— begin TEXT SHOWN —

Take This Tune

Posted: Monday, January 03, 2011 by Travis Cody in
5


My pal Jamie from Duward Discussion has reintroduced her wonderful meme.  Take This Tune provides a musical prompt each week, usually a video with the song lyrics.  The task is to write something inspired by the song or something in the lyrics.

This week's prompt is the song Nightswimming from REM.  I was never really a big fan of REM, but this song...I find it haunting and uplifting at the same time.  I never fail to be moved by it in some way.




When I heard it again last week, the first thing I thought of was nostalgia.

I think nostalgia has its purpose.  But I also think that pining for what has passed into memory or history can make us doubt our present circumstances and the choices that led us to them.  Or it can make us fear progress such that we paralyze ourselves against it, or revert to what our nostalgia tells us was a simpler time.

Simpler doesn't always equal better.

I finished a book over the weekend by Charlaine Harris.  She writes the Sookie Stackhouse series, which Pam and I enjoyed.  The book I finished, called Grave Sight, is the first book in another series from Ms Harris, following the adventures of Harper Connelly, who was struck by lightening as a teenager.  That strike gave her the ability to locate dead bodies and understand how they died. 

Grave Sight takes place in a small Ozark Mountain town called Sarne.  It's a tourist trap in the summer, with a quaint American 19th century downtown square, complete with locals dressed in period costumes manning period storefronts.  But something more sinister lurks beneath the welcoming facade.  This is a passage from the book.

— end TEXT SHOWN —
— begin SUPPLIED MATERIAL —

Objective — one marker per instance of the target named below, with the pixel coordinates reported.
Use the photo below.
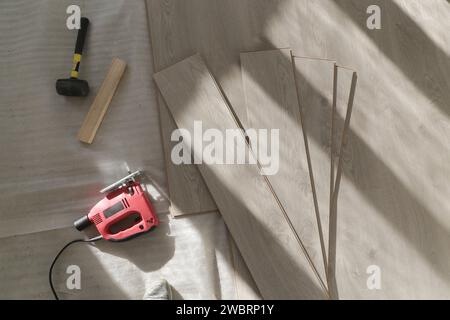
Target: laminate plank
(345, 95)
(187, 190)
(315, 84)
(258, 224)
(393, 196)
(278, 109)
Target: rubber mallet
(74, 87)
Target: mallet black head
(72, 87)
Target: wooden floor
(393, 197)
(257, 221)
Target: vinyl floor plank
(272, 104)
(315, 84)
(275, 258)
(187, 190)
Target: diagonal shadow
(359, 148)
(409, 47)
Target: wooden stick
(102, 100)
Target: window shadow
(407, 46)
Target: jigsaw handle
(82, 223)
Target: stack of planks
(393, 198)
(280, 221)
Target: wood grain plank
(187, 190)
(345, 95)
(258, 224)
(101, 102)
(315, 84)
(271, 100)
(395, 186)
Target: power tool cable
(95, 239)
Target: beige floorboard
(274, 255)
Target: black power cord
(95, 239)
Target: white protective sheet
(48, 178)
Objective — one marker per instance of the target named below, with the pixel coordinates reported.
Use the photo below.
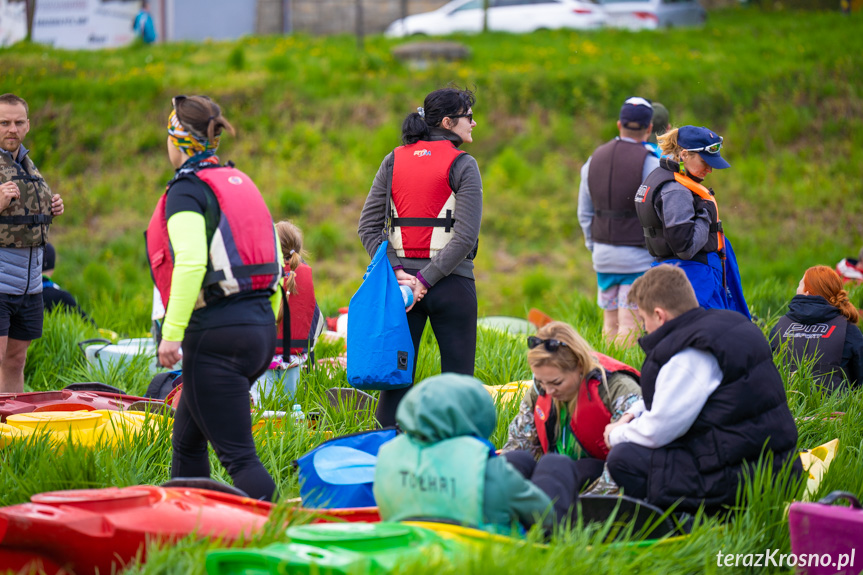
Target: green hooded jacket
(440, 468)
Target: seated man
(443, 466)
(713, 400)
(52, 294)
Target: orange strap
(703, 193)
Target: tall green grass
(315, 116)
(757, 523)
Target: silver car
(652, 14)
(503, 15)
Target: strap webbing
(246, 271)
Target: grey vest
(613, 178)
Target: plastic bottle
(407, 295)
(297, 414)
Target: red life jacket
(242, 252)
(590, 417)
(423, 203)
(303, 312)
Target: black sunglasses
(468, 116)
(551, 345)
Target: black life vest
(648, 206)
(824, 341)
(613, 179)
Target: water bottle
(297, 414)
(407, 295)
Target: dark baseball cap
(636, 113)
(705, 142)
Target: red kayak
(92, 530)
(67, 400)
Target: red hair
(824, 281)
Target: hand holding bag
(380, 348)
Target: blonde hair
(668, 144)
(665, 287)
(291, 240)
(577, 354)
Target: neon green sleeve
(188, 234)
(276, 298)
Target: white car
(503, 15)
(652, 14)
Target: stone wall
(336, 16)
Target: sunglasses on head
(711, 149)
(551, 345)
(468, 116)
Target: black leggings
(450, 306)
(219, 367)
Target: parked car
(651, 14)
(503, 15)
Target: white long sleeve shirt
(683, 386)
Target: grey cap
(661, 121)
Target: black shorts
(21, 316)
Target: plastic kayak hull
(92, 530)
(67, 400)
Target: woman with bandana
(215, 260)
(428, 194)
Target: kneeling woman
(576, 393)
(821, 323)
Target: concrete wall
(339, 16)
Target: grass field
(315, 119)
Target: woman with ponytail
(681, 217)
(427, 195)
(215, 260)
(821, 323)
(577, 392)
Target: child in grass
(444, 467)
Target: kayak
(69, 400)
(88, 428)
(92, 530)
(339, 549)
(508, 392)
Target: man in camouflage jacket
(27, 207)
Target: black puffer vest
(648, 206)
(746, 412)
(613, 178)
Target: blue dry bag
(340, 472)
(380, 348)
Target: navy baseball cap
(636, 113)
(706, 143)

— end SUPPLIED MATERIAL —

- _JOBS_
a – Which song is this week's prompt in the blog post?
b – Revise the blog post from the words "My pal Jamie" through the words "always equal better.", putting "eerie" in place of "haunting".
The listing is separate from the blog post.

- _TASK-BY-TASK RESULTS_
a – Nightswimming from REM.

b –
My pal Jamie from Duward Discussion has reintroduced her wonderful meme.  Take This Tune provides a musical prompt each week, usually a video with the song lyrics.  The task is to write something inspired by the song or something in the lyrics.

This week's prompt is the song Nightswimming from REM.  I was never really a big fan of REM, but this song...I find it eerie and uplifting at the same time.  I never fail to be moved by it in some way.




When I heard it again last week, the first thing I thought of was nostalgia.

I think nostalgia has its purpose.  But I also think that pining for what has passed into memory or history can make us doubt our present circumstances and the choices that led us to them.  Or it can make us fear progress such that we paralyze ourselves against it, or revert to what our nostalgia tells us was a simpler time.

Simpler doesn't always equal better.